Aim of the exercise: How many lines in the data below contain the string "shadow", matching case exactly? Reply with the number alone.

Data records
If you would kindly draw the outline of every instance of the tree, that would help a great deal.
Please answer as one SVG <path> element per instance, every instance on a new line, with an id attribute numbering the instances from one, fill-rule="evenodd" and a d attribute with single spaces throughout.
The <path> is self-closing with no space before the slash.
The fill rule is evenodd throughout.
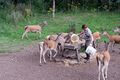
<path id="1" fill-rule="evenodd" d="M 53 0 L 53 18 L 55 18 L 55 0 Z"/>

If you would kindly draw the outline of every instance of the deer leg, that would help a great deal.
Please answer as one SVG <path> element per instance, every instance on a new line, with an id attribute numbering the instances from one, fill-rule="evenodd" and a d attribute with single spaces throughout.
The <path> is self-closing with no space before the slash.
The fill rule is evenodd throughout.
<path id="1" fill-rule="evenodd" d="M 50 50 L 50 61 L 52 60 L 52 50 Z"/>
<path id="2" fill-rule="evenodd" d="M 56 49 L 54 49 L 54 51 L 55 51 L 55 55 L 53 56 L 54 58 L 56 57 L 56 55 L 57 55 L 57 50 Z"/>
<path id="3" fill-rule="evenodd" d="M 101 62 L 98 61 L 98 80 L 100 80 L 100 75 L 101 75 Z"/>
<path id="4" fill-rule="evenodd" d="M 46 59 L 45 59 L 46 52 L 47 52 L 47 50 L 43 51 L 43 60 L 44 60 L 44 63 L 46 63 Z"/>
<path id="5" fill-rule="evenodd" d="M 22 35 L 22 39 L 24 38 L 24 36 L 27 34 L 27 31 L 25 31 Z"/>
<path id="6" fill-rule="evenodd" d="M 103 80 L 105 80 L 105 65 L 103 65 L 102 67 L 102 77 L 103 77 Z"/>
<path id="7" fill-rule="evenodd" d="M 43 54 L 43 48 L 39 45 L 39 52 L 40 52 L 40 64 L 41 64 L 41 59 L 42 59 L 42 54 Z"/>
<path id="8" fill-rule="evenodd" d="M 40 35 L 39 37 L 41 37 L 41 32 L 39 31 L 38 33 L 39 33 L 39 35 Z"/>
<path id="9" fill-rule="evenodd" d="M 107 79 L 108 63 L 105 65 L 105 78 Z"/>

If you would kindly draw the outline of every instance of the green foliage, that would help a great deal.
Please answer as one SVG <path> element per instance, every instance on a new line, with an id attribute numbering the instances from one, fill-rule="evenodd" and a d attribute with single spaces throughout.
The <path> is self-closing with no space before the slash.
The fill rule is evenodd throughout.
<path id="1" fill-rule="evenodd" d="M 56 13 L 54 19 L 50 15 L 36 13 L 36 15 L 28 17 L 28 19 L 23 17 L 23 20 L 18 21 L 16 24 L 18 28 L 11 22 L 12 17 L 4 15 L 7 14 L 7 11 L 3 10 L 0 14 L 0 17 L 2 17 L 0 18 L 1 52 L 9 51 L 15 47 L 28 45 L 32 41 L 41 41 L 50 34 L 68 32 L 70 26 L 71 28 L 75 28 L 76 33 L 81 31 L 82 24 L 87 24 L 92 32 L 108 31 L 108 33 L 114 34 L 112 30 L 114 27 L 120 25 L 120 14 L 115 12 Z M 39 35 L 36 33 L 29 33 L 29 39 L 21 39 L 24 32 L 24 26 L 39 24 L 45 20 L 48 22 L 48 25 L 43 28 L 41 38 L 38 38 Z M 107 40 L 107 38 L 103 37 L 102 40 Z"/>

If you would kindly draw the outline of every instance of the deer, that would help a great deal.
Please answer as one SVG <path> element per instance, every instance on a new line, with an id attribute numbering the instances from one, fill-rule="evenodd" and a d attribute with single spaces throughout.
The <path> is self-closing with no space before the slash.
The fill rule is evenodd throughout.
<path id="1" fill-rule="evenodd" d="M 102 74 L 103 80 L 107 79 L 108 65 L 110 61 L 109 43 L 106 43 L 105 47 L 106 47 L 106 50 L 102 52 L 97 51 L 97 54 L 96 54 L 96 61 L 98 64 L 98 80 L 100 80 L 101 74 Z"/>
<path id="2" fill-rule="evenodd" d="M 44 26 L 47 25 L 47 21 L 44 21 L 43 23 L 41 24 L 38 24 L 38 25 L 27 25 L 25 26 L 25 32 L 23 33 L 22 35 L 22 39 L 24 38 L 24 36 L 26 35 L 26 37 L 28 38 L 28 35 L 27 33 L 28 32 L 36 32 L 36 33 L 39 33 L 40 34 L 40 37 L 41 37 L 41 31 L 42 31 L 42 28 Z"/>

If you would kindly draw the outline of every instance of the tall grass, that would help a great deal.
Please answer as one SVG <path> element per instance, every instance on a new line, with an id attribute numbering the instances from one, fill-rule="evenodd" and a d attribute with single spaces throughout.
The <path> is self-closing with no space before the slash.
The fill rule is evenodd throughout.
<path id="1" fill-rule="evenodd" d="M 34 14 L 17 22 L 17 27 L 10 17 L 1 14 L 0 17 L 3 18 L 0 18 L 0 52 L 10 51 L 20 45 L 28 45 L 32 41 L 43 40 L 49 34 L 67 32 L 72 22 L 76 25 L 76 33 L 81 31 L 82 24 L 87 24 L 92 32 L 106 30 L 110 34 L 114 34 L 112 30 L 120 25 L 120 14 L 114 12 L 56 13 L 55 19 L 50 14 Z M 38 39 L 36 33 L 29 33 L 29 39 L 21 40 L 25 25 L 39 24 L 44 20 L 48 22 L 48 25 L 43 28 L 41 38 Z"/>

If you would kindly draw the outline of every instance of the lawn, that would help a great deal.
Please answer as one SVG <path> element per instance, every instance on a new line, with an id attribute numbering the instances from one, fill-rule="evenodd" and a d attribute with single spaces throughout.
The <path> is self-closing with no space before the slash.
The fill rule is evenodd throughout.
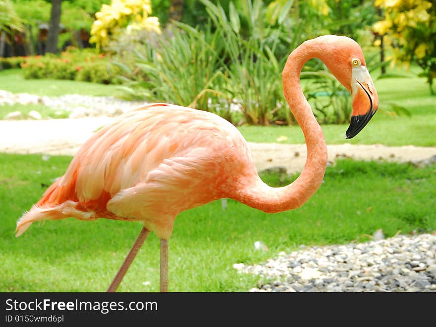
...
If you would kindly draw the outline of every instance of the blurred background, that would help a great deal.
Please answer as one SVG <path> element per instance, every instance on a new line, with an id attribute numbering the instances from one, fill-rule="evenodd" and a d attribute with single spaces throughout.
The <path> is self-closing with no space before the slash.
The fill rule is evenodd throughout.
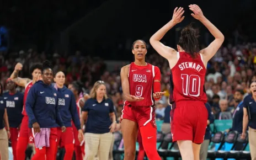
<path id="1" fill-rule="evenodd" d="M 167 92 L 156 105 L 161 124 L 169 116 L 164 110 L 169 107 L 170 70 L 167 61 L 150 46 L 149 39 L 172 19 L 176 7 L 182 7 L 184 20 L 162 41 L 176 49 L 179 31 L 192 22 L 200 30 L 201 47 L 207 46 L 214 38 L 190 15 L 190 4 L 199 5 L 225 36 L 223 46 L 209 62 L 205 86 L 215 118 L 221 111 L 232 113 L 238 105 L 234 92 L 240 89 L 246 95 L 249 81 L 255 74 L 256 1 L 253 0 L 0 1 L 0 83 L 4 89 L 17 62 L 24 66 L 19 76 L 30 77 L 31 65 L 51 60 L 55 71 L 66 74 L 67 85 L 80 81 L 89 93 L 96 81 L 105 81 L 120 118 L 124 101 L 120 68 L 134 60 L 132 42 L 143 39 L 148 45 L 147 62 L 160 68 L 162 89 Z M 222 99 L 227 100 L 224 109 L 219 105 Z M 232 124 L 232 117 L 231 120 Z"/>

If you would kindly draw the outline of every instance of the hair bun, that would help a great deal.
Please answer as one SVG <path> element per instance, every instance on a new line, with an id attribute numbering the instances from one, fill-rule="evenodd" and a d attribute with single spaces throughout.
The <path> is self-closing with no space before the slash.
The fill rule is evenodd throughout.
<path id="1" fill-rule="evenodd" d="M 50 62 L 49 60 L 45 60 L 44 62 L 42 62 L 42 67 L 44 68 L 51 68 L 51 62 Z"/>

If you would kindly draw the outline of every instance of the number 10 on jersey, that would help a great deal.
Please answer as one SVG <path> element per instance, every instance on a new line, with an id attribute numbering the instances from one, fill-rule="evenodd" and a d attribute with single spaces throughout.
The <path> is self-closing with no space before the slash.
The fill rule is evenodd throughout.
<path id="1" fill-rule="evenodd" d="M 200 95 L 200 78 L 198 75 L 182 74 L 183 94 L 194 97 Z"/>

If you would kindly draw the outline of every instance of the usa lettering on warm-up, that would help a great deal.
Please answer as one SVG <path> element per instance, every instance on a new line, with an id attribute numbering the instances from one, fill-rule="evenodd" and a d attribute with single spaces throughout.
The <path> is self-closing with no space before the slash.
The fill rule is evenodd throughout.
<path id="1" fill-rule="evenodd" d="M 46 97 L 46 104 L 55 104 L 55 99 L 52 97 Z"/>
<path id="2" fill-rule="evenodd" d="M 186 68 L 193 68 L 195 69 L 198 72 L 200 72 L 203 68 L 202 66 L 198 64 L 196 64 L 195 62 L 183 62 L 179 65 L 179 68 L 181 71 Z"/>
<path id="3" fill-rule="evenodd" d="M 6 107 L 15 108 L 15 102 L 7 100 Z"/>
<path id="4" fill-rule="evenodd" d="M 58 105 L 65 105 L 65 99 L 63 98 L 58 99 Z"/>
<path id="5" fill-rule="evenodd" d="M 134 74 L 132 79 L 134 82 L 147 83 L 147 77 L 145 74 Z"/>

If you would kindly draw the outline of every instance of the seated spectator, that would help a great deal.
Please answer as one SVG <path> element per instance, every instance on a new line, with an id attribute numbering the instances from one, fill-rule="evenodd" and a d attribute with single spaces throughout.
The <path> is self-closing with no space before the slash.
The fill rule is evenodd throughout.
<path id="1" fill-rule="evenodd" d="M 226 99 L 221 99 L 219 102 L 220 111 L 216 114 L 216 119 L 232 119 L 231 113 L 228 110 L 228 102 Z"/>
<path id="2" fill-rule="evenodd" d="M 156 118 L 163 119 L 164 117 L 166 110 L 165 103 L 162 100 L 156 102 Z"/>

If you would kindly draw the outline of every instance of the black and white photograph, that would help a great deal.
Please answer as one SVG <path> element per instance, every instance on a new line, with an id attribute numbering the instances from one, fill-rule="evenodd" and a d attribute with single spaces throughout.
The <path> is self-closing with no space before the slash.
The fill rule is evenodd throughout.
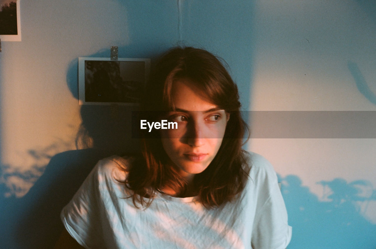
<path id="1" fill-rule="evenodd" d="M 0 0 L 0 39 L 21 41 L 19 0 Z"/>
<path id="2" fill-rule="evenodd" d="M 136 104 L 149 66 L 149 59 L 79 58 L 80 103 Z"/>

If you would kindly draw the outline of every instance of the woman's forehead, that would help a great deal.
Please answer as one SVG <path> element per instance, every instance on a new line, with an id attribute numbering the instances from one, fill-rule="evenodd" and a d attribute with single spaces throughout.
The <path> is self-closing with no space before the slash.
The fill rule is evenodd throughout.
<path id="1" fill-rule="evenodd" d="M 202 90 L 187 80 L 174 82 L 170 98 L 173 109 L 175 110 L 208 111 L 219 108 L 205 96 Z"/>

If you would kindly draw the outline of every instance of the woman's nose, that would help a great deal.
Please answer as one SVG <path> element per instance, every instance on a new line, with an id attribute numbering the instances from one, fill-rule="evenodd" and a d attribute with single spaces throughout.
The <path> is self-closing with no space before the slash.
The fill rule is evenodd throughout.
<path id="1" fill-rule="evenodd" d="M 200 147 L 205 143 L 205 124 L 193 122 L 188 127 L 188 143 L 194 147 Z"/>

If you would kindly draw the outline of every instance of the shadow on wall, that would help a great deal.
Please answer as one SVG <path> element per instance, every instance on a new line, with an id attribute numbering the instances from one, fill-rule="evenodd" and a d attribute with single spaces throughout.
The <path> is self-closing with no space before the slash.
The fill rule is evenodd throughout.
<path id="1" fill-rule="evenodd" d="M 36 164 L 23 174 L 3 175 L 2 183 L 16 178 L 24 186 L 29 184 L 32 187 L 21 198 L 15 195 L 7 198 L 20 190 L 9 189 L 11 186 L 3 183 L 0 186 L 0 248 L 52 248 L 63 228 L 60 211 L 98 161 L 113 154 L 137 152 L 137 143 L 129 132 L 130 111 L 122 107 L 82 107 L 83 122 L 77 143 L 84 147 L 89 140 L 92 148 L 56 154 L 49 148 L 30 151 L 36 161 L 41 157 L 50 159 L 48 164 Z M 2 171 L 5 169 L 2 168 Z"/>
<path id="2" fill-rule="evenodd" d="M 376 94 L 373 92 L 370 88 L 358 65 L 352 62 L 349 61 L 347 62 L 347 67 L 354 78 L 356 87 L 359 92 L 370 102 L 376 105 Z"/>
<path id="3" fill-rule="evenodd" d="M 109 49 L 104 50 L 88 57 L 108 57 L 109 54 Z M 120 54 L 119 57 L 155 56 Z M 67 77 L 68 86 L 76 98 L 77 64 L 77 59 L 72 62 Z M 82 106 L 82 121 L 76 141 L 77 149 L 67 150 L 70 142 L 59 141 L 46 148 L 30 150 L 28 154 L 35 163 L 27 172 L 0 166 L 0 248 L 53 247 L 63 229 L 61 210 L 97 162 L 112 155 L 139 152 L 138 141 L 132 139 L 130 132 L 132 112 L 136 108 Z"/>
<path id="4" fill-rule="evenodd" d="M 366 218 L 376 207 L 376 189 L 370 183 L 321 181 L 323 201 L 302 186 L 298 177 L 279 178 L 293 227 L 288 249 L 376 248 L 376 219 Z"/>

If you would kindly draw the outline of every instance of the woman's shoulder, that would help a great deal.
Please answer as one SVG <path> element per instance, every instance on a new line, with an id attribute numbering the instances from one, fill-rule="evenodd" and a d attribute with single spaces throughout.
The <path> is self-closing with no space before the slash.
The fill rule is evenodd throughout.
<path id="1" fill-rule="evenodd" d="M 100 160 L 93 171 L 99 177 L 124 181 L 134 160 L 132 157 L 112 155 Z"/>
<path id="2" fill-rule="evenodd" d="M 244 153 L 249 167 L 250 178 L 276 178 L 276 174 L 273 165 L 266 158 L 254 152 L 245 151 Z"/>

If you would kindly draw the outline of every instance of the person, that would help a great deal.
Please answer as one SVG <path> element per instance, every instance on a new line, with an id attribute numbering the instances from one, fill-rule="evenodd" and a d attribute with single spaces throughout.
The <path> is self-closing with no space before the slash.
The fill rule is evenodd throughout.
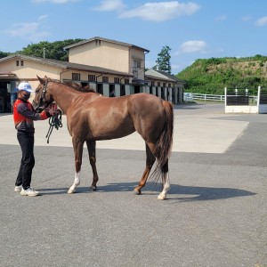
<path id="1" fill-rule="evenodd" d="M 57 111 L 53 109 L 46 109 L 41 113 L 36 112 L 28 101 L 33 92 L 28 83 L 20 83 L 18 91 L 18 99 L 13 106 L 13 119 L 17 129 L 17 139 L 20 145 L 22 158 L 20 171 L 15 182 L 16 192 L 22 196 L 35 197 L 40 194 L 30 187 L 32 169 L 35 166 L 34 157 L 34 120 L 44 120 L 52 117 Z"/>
==
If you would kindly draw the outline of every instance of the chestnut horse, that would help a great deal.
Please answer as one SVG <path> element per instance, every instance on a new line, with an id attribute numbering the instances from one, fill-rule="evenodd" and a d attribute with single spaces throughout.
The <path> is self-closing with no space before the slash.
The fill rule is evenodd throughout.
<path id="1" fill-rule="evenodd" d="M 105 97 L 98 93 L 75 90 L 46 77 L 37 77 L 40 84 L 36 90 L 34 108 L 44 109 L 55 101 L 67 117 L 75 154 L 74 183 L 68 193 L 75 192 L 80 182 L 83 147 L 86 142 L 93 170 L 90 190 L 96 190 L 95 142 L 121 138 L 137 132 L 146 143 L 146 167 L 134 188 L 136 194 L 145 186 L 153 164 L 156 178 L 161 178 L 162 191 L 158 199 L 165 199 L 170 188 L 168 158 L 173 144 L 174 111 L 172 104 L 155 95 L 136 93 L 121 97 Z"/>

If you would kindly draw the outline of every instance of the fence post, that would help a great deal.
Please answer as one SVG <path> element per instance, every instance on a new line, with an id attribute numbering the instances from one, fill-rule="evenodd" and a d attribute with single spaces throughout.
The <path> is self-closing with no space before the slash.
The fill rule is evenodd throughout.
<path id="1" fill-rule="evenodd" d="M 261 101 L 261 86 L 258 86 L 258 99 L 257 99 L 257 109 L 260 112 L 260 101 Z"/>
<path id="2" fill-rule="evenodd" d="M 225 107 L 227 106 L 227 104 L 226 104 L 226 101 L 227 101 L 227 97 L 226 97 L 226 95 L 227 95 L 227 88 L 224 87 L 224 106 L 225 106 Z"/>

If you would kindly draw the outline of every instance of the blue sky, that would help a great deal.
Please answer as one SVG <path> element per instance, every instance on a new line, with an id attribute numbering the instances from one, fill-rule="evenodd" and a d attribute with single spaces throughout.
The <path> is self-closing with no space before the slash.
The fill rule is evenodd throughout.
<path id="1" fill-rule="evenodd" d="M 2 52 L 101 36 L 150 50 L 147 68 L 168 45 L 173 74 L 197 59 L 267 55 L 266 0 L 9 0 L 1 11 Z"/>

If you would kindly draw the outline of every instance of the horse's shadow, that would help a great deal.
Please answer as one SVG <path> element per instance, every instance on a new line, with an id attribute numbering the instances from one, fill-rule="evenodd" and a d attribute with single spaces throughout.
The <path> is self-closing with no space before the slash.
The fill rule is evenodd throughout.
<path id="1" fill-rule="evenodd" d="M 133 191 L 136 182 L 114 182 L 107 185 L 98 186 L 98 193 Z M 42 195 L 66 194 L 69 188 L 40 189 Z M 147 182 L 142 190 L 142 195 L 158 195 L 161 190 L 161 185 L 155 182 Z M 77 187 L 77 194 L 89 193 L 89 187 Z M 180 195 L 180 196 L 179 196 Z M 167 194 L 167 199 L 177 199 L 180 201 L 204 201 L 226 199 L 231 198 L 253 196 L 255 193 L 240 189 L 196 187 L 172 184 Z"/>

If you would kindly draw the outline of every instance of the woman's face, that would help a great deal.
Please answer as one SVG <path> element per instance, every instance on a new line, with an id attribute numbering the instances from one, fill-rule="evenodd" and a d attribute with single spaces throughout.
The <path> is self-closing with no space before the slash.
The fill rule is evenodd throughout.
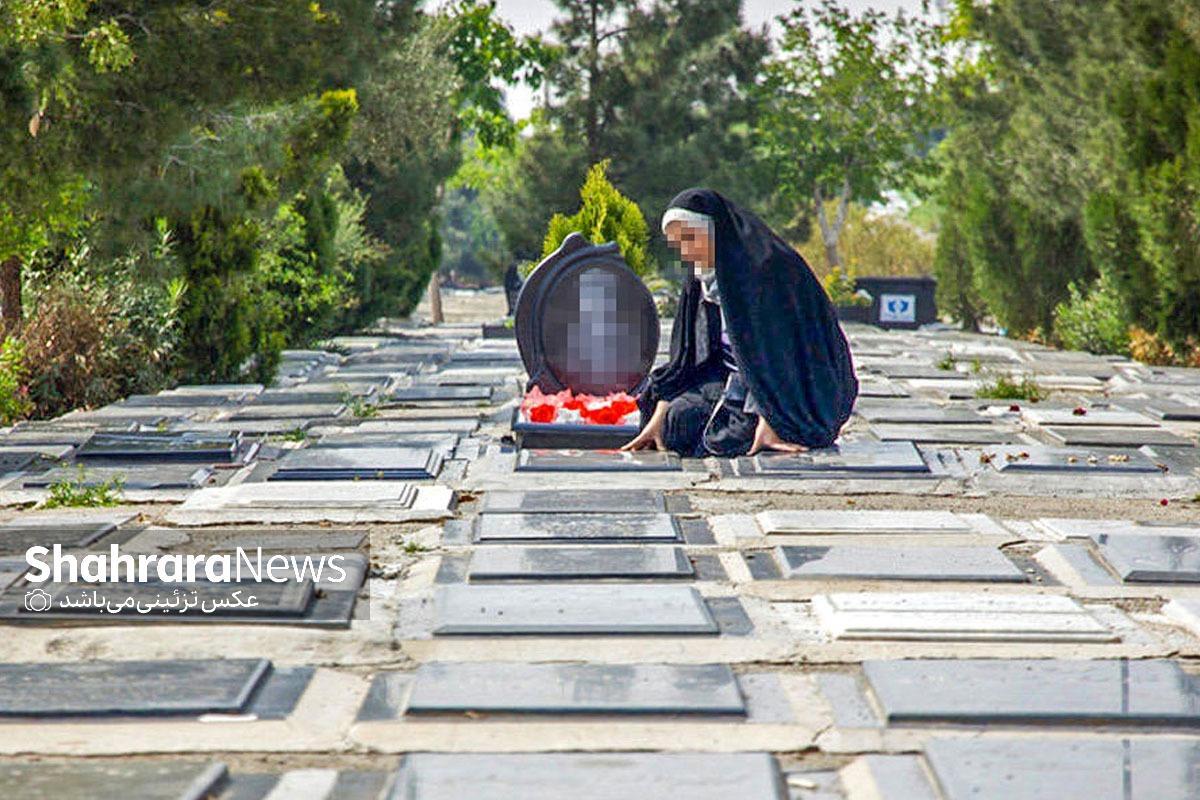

Written reply: 2